→ Task prompt: Copy out all of the entries below, swapping "marker" for "pin" every time it shows up. Leave everything else as it is.
-- Begin Dataset entries --
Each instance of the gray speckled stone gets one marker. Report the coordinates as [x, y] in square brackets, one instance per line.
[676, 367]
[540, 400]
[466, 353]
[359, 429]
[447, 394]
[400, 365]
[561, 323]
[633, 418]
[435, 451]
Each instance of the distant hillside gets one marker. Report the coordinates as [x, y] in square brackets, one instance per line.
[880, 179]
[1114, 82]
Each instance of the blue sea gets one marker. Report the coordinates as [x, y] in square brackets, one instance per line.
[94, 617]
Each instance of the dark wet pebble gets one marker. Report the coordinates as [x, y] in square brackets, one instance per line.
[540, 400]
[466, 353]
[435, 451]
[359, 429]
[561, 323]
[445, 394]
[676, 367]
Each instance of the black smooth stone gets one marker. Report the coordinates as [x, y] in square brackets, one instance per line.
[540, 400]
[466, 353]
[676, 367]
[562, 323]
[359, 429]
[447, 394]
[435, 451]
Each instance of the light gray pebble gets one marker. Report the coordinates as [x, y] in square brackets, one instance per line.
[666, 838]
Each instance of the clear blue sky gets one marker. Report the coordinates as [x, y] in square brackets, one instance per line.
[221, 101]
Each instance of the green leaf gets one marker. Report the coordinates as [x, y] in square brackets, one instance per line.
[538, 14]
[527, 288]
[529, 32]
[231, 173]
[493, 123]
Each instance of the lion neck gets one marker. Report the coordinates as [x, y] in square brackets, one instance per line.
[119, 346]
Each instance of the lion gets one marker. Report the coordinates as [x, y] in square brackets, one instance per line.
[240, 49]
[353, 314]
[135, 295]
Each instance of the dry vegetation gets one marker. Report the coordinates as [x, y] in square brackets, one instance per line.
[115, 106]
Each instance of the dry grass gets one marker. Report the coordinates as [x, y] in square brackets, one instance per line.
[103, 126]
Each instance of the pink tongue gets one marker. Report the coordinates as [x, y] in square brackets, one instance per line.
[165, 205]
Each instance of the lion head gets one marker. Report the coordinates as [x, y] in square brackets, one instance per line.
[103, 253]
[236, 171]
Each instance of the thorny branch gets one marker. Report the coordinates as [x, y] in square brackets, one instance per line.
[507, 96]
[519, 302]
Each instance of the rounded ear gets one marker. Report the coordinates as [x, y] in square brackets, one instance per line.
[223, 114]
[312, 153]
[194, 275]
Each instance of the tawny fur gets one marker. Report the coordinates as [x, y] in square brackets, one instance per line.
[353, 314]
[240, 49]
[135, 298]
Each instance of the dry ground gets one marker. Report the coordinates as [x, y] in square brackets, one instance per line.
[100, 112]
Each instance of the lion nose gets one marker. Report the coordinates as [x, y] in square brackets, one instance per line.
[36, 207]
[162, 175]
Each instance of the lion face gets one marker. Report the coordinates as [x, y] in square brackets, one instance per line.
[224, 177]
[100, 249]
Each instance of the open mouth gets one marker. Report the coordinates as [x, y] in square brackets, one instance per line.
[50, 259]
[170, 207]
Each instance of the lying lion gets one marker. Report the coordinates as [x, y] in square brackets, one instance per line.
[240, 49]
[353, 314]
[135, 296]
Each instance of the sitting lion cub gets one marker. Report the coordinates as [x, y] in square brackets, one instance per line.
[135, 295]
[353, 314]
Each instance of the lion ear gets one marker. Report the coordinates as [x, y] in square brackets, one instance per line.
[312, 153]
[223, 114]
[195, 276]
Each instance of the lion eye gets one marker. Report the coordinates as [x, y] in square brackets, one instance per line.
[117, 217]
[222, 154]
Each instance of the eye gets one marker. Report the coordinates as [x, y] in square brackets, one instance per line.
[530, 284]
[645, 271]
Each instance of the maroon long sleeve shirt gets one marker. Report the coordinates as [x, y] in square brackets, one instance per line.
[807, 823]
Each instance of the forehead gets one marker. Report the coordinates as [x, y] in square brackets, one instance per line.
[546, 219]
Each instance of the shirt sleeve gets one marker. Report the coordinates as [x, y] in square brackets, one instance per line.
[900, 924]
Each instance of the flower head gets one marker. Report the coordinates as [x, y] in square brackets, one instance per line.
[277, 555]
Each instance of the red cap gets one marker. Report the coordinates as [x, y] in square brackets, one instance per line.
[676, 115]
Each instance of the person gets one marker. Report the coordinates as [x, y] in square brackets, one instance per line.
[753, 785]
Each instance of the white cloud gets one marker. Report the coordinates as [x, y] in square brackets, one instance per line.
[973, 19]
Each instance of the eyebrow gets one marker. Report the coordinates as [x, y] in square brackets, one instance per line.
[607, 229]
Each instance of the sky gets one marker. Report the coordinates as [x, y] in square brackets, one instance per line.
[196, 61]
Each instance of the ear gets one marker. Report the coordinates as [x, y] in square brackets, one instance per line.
-- End Dataset entries --
→ Written solution:
Each instance of the gray speckled stone gets one pin. Report the coordinates as [x, y] in square brackets, one instance per line.
[676, 367]
[540, 400]
[466, 353]
[359, 429]
[447, 394]
[400, 365]
[561, 323]
[633, 418]
[435, 451]
Each instance of the distant hillside gets one pin. Report the coordinates as [x, y] in square brackets, one instance per line.
[880, 179]
[1114, 82]
Each instance of the blue sea gets one pin. Report the coordinates as [x, y] in square brackets, one instance per line.
[94, 617]
Each instance of the dark wet pebble gets one pin. Report the coordinates as [x, y] in square brackets, one instance per line.
[540, 400]
[466, 353]
[435, 451]
[359, 429]
[561, 323]
[445, 394]
[676, 367]
Each instance of the black smooth stone gets one pin. Report the coordinates as [x, y] in square brackets, one instance per line.
[540, 400]
[466, 353]
[676, 367]
[562, 323]
[359, 429]
[447, 394]
[435, 451]
Each instance of the light gray pebble gets one pin. Report the coordinates as [x, y] in square brackets, one instance per line.
[666, 838]
Each instance of the clear blue sky gets one pin. Report the coordinates as [x, y] in square brackets, one instance per line.
[221, 101]
Each instance of the green leaf gets one pin. Report the coordinates as [x, y] in square brackets, one instance per line.
[538, 14]
[527, 288]
[529, 32]
[231, 173]
[493, 123]
Each instance of the lion neck gets one pin. Report the coordinates as [x, y] in square brackets, one instance per line.
[119, 346]
Each instance of the lion gets one pin. Report the coordinates as [x, y] in square brackets, one instance per line.
[240, 49]
[353, 314]
[135, 295]
Each instance of the dry vegetation gets one pin. Report the coordinates as [x, y] in square brackets, one instance per line.
[115, 106]
Each instance of the dry grass gets one pin. Report the coordinates as [x, y] in square brackets, one instance per line.
[103, 126]
Each instance of the pink tongue gets one pin. Report the coordinates as [x, y] in square brackets, one instance per line.
[165, 205]
Each instance of the lion head gets one pin. Report the coordinates as [x, y] in square brackets, one instance per line.
[103, 253]
[236, 171]
Each instance of the thorny branch gets one pin. Report the coordinates as [x, y] in square brackets, one instance per line.
[507, 96]
[519, 302]
Each instance of the rounded ear gets one pin. Report the coordinates as [x, y] in square brackets, one instance per line.
[223, 114]
[312, 153]
[194, 275]
Each instance of the tawny fur gets one pin. Report the coordinates as [x, y] in square brackets, one instance per line.
[353, 314]
[240, 49]
[135, 298]
Each instance of the dry ground gets one pin. Report the coordinates as [x, y] in square brackets, one instance per line.
[100, 112]
Each instance of the lion nose gets one pin. Report the coordinates as [x, y] in square brackets, one instance per line.
[36, 207]
[162, 175]
Each instance of the lion face gets one pin. Report the coordinates as [x, y] in square brackets, one instance per line.
[224, 177]
[100, 249]
Each instance of the open mouth gets one pin. Report the coordinates as [x, y] in square brackets, one instance per line.
[50, 259]
[170, 207]
Each instance of the lying lion gets one pin. Report the coordinates as [x, y] in square brackets, one instance per line.
[240, 49]
[353, 314]
[135, 296]
Each instance of the sitting lion cub gets one pin. Report the coordinates as [x, y] in square brackets, one instance per line.
[135, 295]
[353, 314]
Each instance of the lion ear gets one pin. Report the coordinates as [x, y] in square brackets, one instance per line.
[312, 153]
[223, 114]
[195, 276]
Each instance of the lion eye gets one pin. Report the coordinates as [x, y] in square brackets, one instance per line.
[117, 217]
[222, 154]
Each instance of the eye gets one pin. Report the coordinates as [x, y] in square brackets, one instance per line.
[530, 284]
[645, 271]
Each instance of the maroon long sleeve shirt gets one pin. Report the coordinates as [x, y] in square brackets, one instance per line.
[807, 823]
Each instance of the forehead gets one pin. Report the coordinates as [x, y] in square brackets, one instance per line.
[546, 219]
Each instance of the shirt sleeve gets one pin. Report the coordinates as [x, y] in square brackets, one instance per line.
[900, 924]
Each instance of the flower head gets one pin. Report the coordinates as [x, y] in square brackets, one instance per line.
[277, 555]
Each instance of the red cap gets one pin. Report the coordinates as [x, y] in square brackets, one instance per line.
[676, 115]
Each instance of the person gets one pin. Report the coordinates as [x, y] in square brackets, one instance per line.
[753, 785]
Each instance of the white cloud gets one pin. Report the coordinates as [x, y] in square brackets, one instance per line.
[973, 19]
Each instance of the eyebrow gets one pin. Report the coordinates as [x, y] in square brackets, one instance per line.
[607, 229]
Each instance of the sky gets one pin. Report the coordinates as [x, y] in square brackets, one instance per line.
[196, 61]
Each instance of the ear gets one pin. Report the coordinates as [x, y] in square brackets, one instance per line.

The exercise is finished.